Breaking the Fourth Wall

Samuel Aronson
Oct 20, 2016 · 13 min read

Breaking the fourth wall is something that is possible and has been done in nearly any form of entertainment media. Breaking the fourth wall is done when a character in a work of fiction, be it a film, novel, or video game, says or does something showing that said character is aware of it’s existence in a fictional work of media. This can be done through dialogue, actions, or a simple knowing look into a camera. The term “Breaking the fourth wall” comes from live theater. When watching live theater, there is typically a left, right, and back wall in the scene being portrayed. There is obviously no fourth wall at the front of the stage, as it would obstruct the audiences view. This fourth wall is imagined by both the audience and the actors, as the audience is “looking in” on the events of the play, and the characters in the play are unaware of the fact that they are fictional characters in a play. If a character in a play were to address an audience member, or make reference to the fact that they were in a play, they would be, in a sense, breaking the fourth wall that the audience and actors had been pretending to exist. This fourth wall is extended to the screens with which we view television, films, or play games.

Breaking the fourth wall is done when a character in a work of fiction, be it a film, novel, or video game, says or does something showing that said character is aware of it’s existence in a fictional work of media. This can be done through dialogue, actions, or a simple knowing look into a camera.

Nearly any form of entertainment media has the capacity to break the fourth wall. Literature can accomplish this by having a character reference a specific page number, the author, or the reader directly. Television and film break the fourth wall far more frequently than written media. Characters in film can break the fourth wall with far greater ease; direct looks or motions to the camera are used frequently, even attempted conversation with audience members. Video games are yet another medium with the full potential for fourth wall breaks, if not more. Video games are more interactive than literature or film, so it stands to reason that perhaps it makes sense that the characters in such games should be more interactive as well. Some video games are quite lighthearted, without much in the way of a plot or story to speak of, while other games are very serious, with the plot being the centerpiece of the entire experience. Due to this, a question is raised, as to whether breaking the fourth wall in video games actually makes them more interactive, or causes them to be less immersive.

Video games are more interactive than literature or film, so it stands to reason that perhaps it makes sense that the characters in such games should be more interactive as well.
===============
Please answer these questions from the article on breaking the fourth wall:
(a) What form of entertainment does the term "Breaking the fourth wall" come from?
(b) What three things can a character in literature reference to break the fourth wall?
(c) Which media break the fourth wall far more frequently than written media?

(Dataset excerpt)
===============
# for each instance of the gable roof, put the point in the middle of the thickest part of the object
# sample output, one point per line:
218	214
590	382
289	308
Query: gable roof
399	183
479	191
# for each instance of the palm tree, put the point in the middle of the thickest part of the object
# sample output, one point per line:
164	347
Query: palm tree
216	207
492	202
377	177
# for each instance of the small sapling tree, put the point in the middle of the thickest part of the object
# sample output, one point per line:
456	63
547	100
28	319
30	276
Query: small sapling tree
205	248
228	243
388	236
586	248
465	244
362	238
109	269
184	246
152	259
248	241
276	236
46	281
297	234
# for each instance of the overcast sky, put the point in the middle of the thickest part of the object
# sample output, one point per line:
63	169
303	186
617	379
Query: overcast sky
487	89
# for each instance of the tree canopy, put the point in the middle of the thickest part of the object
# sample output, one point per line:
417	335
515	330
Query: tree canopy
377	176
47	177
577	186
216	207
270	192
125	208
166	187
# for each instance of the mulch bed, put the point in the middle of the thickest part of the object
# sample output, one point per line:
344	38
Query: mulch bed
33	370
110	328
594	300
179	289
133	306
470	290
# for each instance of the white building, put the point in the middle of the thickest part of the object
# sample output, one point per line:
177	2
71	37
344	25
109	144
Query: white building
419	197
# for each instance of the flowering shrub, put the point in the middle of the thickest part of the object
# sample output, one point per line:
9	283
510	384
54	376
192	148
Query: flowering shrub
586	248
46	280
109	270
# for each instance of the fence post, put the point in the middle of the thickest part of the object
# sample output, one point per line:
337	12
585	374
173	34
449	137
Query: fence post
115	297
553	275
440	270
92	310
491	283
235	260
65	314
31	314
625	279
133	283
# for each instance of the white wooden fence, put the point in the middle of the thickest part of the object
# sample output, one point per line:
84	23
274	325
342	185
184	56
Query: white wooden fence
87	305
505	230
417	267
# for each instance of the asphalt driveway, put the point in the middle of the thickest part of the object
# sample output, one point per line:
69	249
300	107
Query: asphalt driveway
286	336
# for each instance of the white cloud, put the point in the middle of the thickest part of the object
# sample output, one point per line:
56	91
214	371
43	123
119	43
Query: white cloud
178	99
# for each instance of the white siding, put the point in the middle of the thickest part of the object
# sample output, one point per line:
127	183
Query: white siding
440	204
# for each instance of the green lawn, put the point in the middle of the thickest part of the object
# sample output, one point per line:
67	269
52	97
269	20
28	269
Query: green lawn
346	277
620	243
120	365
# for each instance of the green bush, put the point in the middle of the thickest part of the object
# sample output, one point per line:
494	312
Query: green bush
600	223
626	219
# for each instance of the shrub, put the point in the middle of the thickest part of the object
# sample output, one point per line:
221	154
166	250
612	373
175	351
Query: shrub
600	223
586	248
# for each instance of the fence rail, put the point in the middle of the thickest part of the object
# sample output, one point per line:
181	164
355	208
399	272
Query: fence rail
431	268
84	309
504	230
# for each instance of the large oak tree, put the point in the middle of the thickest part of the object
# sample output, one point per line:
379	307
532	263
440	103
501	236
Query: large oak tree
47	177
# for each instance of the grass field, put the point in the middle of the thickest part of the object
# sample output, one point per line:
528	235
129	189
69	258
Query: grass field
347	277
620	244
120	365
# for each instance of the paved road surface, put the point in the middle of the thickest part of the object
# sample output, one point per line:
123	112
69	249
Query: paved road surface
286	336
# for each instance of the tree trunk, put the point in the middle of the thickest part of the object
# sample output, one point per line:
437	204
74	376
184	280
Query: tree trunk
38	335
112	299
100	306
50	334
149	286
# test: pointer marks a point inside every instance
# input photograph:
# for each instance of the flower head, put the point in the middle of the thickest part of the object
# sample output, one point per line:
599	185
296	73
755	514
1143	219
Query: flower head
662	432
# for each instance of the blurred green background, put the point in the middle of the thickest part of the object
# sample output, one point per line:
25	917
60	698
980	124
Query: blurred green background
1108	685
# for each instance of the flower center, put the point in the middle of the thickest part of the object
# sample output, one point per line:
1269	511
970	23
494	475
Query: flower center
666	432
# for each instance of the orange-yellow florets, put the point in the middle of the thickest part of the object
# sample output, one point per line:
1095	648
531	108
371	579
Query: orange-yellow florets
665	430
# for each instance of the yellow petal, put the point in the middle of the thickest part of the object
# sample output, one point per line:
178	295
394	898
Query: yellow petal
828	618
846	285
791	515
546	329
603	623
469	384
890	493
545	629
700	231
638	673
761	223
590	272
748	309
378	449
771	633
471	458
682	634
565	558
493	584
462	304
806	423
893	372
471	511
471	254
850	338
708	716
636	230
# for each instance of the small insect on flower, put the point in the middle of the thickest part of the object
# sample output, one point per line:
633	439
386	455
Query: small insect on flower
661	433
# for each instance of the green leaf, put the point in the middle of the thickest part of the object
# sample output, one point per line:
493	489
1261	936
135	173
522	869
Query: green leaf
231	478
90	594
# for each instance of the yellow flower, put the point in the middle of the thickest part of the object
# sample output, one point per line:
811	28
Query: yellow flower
===============
### THE OUTPUT
(a) Live theater.
(b) A specific page number, the author, or the reader directly.
(c) Television and film.